_ACTION ITEM_. Count how many lines in the entries below hold the string "grass", and respond with that number only.

_PROVIDED ENTRIES_.
Segment Open
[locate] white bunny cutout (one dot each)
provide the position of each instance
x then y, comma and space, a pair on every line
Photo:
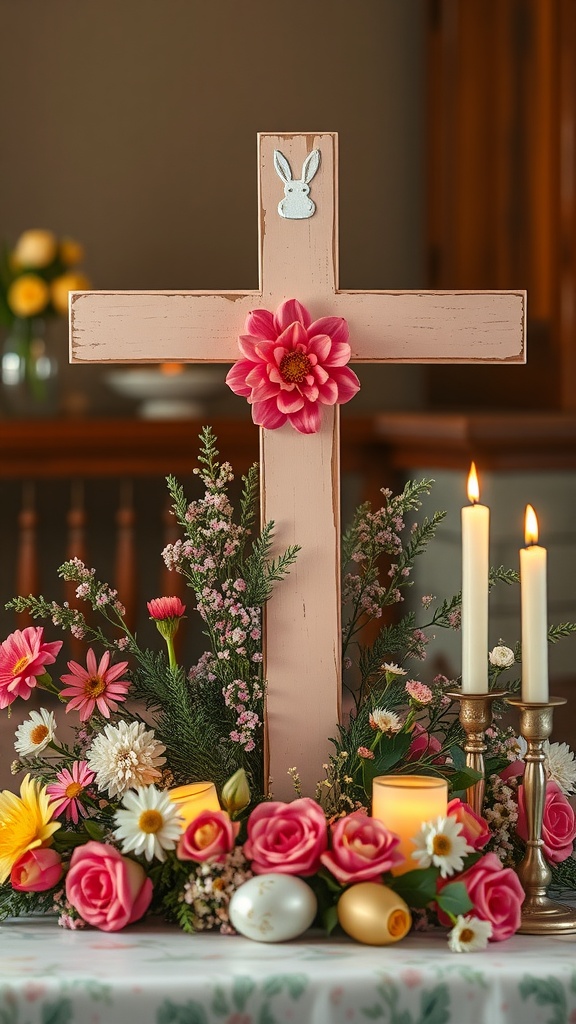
Segment Closed
Segment Open
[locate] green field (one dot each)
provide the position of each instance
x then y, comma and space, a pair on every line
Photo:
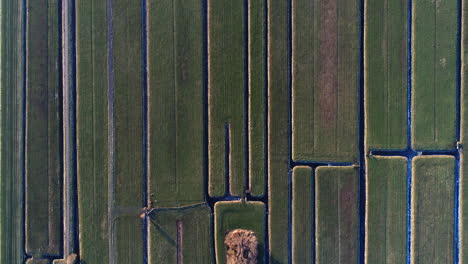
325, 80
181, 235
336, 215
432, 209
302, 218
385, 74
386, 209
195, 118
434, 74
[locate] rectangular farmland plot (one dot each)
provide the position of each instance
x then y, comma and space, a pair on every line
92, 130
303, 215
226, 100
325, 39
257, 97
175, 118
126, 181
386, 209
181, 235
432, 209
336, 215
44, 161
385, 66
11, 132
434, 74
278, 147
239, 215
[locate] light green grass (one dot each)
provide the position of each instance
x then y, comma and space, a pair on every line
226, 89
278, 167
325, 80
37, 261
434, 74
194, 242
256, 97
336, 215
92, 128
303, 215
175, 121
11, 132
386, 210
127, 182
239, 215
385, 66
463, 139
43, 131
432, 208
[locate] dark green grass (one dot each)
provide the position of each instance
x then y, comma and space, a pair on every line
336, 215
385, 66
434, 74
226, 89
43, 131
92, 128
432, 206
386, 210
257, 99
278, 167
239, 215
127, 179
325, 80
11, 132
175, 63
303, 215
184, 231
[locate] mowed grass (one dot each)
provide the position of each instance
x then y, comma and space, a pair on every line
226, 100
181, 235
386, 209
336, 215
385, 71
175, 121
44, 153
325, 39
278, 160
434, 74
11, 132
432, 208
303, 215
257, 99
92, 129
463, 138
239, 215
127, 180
Segment Closed
_RESULT_. 3